Copy out the following items line for line, word for word, all of them included.

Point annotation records

- - -

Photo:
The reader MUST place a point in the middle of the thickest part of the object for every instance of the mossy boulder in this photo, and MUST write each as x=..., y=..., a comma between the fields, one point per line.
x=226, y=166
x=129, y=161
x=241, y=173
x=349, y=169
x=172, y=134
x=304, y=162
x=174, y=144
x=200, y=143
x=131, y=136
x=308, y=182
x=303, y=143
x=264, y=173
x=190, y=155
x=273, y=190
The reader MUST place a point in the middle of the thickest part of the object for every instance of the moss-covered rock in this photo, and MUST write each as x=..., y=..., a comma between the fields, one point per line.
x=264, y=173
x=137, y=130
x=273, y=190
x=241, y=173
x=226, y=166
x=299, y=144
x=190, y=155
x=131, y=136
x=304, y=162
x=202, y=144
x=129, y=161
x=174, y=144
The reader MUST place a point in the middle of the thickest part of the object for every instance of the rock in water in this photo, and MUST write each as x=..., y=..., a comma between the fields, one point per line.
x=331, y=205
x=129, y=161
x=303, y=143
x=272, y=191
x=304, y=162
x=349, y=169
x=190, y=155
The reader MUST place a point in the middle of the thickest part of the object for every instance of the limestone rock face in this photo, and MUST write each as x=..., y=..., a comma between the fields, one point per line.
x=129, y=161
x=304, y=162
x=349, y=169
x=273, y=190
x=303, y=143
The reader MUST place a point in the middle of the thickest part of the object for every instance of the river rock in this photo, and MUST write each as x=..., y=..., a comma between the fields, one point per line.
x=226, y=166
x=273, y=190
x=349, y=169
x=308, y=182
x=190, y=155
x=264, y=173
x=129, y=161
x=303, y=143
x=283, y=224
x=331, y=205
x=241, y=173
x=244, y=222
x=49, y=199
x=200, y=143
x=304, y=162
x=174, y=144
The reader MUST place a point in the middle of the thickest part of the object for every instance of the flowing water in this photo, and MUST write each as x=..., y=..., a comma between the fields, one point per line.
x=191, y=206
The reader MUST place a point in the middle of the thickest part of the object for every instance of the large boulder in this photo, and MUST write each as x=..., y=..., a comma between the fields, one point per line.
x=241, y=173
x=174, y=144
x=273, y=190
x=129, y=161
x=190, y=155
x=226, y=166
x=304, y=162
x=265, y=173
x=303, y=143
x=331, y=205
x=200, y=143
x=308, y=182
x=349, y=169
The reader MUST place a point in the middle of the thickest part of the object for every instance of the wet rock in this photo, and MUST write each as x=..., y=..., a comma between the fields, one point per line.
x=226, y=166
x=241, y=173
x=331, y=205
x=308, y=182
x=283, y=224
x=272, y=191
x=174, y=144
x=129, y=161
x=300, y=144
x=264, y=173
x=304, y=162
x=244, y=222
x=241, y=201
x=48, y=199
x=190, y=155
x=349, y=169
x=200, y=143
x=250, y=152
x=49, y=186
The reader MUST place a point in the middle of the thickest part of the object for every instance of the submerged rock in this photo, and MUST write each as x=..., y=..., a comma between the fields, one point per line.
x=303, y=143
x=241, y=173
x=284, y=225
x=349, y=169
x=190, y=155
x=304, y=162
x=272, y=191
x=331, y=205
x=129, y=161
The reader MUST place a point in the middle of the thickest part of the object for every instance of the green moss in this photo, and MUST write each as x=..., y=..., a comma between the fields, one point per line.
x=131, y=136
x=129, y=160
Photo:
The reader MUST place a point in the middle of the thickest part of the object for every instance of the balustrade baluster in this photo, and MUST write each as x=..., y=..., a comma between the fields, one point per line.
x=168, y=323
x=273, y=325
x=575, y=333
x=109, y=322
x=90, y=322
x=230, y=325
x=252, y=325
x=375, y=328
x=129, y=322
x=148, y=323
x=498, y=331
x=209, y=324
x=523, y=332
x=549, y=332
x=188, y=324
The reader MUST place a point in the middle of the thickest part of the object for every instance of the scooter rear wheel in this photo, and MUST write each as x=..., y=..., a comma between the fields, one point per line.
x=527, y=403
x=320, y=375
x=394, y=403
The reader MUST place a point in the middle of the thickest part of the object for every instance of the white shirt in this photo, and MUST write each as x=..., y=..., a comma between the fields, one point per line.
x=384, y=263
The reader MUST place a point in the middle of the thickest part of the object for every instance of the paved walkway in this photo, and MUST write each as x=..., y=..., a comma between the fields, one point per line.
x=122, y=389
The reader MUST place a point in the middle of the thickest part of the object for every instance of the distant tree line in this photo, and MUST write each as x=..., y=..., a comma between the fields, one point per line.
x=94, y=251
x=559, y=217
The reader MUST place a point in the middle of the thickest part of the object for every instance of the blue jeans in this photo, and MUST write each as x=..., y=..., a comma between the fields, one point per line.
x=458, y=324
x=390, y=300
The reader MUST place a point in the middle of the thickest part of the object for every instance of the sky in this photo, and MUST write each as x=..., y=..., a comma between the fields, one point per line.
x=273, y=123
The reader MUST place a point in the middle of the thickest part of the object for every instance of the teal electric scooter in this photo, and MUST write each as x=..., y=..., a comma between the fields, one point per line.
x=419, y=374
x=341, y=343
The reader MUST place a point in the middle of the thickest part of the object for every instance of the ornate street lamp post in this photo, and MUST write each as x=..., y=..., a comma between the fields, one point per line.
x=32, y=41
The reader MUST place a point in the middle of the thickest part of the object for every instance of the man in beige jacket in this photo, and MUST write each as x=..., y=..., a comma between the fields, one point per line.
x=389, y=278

- - -

Expected output
Photo:
The reader MUST place a point in the middle of the thickest part of the object for every instance of the mossy boulder in this photo, and MUST write each as x=..., y=..., a comma between the fields, one point per line.
x=226, y=166
x=129, y=161
x=241, y=173
x=349, y=169
x=172, y=134
x=304, y=162
x=174, y=144
x=200, y=143
x=131, y=136
x=308, y=182
x=303, y=143
x=264, y=173
x=190, y=155
x=273, y=190
The reader MUST place a point in the middle of the thickest part of the object for every instance of the moss-covered rock in this photo, and MUST write each as x=..., y=..., a comma between the fields, one point per line.
x=264, y=173
x=137, y=130
x=273, y=190
x=241, y=173
x=226, y=166
x=299, y=144
x=190, y=155
x=131, y=136
x=304, y=162
x=202, y=144
x=129, y=161
x=174, y=144
The reader MUST place a point in the middle of the thickest part of the object for every instance of the rock in water in this photo, and MUST write each as x=..., y=..., a comma between the fields, one point per line.
x=331, y=205
x=129, y=161
x=303, y=143
x=272, y=191
x=304, y=162
x=349, y=169
x=190, y=155
The reader MUST place a point in the middle of the thickest part of the object for every instance of the limestone rock face in this photo, and MUST write each as x=..., y=..., a comma between the fields, one point per line.
x=129, y=161
x=304, y=162
x=349, y=169
x=273, y=190
x=303, y=143
The reader MUST place a point in the middle of the thickest part of the object for every instance of the river rock in this photo, and MUST write each as x=..., y=..., a comma between the fields, one point per line.
x=226, y=166
x=273, y=190
x=349, y=169
x=308, y=182
x=190, y=155
x=264, y=173
x=129, y=161
x=303, y=143
x=283, y=224
x=331, y=205
x=241, y=173
x=244, y=222
x=49, y=199
x=200, y=143
x=304, y=162
x=174, y=144
The reader MUST place a point in the middle of the thickest part of the object for every instance of the flowing water in this photo, and MUST write each as x=..., y=..., a comma between the fields, one point per line.
x=191, y=206
The reader MUST place a point in the middle of the thickest part of the object for every instance of the large boulder in this photo, and MUST write each as x=..., y=..., a comma between the fields, one point per line.
x=241, y=173
x=174, y=144
x=273, y=190
x=129, y=161
x=190, y=155
x=226, y=166
x=304, y=162
x=265, y=173
x=303, y=143
x=331, y=205
x=200, y=143
x=308, y=182
x=349, y=169
The reader MUST place a point in the middle of the thickest part of the object for every instance of the wet rock in this photo, and MUST write each as x=..., y=..., a comma between the fields, one point per line.
x=226, y=166
x=241, y=173
x=331, y=205
x=308, y=182
x=283, y=224
x=272, y=191
x=174, y=144
x=129, y=161
x=300, y=144
x=264, y=173
x=304, y=162
x=244, y=222
x=241, y=201
x=48, y=199
x=190, y=155
x=349, y=169
x=200, y=143
x=250, y=152
x=49, y=186
The reader MUST place a point in the middle of the thickest part of the object for every instance of the submerged rock in this photo, and MUST write each as x=..., y=..., a comma between the fields, one point per line.
x=303, y=143
x=241, y=173
x=284, y=225
x=349, y=169
x=190, y=155
x=304, y=162
x=272, y=191
x=331, y=205
x=129, y=161
The reader MUST place a point in the middle of the thickest part of the object for every instance of the green moss in this photo, and MUST write each as x=..., y=..., a comma between the fields, one point per line.
x=131, y=136
x=129, y=160
Photo:
The reader MUST place a point in the middle of the thickest part of the object for every instance of the balustrade baluster in this photo, and MUST write each as x=..., y=..., a comma between the fields, one point per line.
x=168, y=323
x=273, y=325
x=575, y=333
x=109, y=322
x=90, y=322
x=230, y=325
x=252, y=325
x=375, y=328
x=129, y=322
x=148, y=323
x=498, y=331
x=209, y=324
x=523, y=332
x=549, y=332
x=188, y=324
The reader MUST place a point in the middle of the thickest part of the object for every instance of the scooter rear wheel in this photo, and MUST write each as x=..., y=..., a comma between the fields, one point per line.
x=527, y=403
x=320, y=375
x=394, y=403
The reader MUST place a point in the middle of the thickest part of the object for every instance of the white shirt in this photo, and MUST write each as x=..., y=..., a comma between the fields, one point per line.
x=384, y=263
The reader MUST place a point in the middle of the thickest part of the object for every instance of the paved walkway in this photo, and MUST write each as x=..., y=..., a comma between the fields, one point per line.
x=122, y=389
The reader MUST place a point in the middle of the thickest part of the object for every instance of the distant tree line in this photo, and MUST write each as x=..., y=..., a comma between the fields, one point per line.
x=94, y=251
x=559, y=217
The reader MUST place a point in the middle of the thickest part of the object for every instance of the blue jeans in this photo, and MUST write each as x=..., y=..., a comma between the fields, one point per line.
x=458, y=324
x=390, y=300
The reader MUST place a point in the middle of the thickest part of the object for every instance of the sky in this photo, and MUST write each as x=..., y=..., a comma between the fields, one point per line.
x=273, y=123
The reader MUST place a point in the middle of the thickest part of the object for every instance of the teal electric scooter in this photo, and MUST write each as x=..., y=..., a comma between the fields, one point per line.
x=419, y=374
x=341, y=343
The reader MUST place a point in the middle of the thickest part of the object for every instance of the ornate street lamp post in this photo, and MUST write each as x=..., y=..., a comma between the fields, one point per line.
x=32, y=41
The reader MUST place a point in the middle of the thickest part of the object for every instance of the man in beige jacket in this photo, and MUST write each as x=..., y=..., a comma between the fields, one point per line.
x=389, y=278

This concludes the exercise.